[Object position labeling records]
---------------

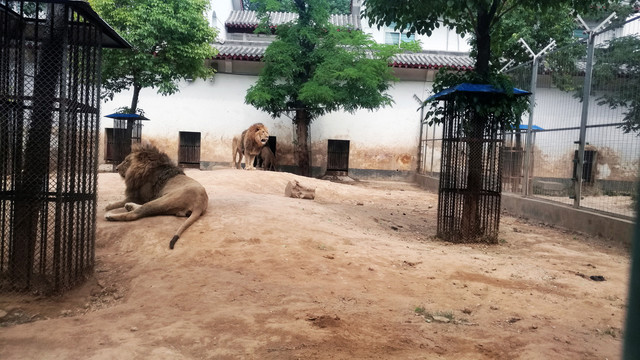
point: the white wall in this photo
(442, 39)
(385, 139)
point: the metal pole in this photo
(583, 119)
(529, 142)
(433, 144)
(528, 156)
(420, 163)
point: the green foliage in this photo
(424, 16)
(495, 27)
(616, 75)
(315, 66)
(502, 111)
(170, 39)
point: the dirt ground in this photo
(354, 274)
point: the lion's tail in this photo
(195, 215)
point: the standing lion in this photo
(156, 186)
(249, 144)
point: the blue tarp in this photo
(533, 127)
(126, 116)
(474, 88)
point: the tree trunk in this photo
(32, 184)
(301, 147)
(471, 220)
(131, 122)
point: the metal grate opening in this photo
(338, 157)
(49, 107)
(189, 149)
(470, 178)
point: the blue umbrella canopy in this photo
(119, 116)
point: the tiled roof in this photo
(236, 51)
(240, 52)
(249, 19)
(432, 61)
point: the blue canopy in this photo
(474, 88)
(533, 127)
(126, 116)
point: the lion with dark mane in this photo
(156, 186)
(249, 144)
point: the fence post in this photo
(586, 91)
(420, 164)
(433, 144)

---------------

Task prompt -
Render every line of the records above as a numbered list, leaving out blank lines and the pictures.

Solution to this exercise -
1. point: the white wall in this photo
2. (442, 39)
3. (385, 139)
4. point: the metal pole in this photo
5. (583, 119)
6. (529, 142)
7. (433, 144)
8. (528, 156)
9. (420, 163)
10. point: the green foliage in this photo
11. (424, 16)
12. (495, 27)
13. (616, 75)
14. (315, 66)
15. (502, 111)
16. (170, 39)
17. point: the dirt ground in this photo
18. (354, 274)
19. point: the lion's tail in this photo
20. (195, 215)
21. point: the standing lion in this photo
22. (156, 186)
23. (249, 144)
24. point: the blue tarp in this photo
25. (533, 127)
26. (126, 116)
27. (474, 88)
28. point: the tree trunk in this photo
29. (32, 184)
30. (301, 147)
31. (471, 220)
32. (131, 122)
33. point: the metal grate opening in this photo
34. (338, 157)
35. (49, 107)
36. (189, 149)
37. (470, 178)
38. point: the blue umbrella canopy in this photo
39. (119, 116)
40. point: the tiled roof in this photo
41. (236, 51)
42. (240, 52)
43. (249, 19)
44. (432, 61)
45. point: the blue canopy in this photo
46. (474, 88)
47. (533, 127)
48. (126, 116)
49. point: the lion with dark mane in this photo
50. (156, 186)
51. (249, 144)
52. point: the fence post in this photo
53. (586, 91)
54. (420, 164)
55. (433, 144)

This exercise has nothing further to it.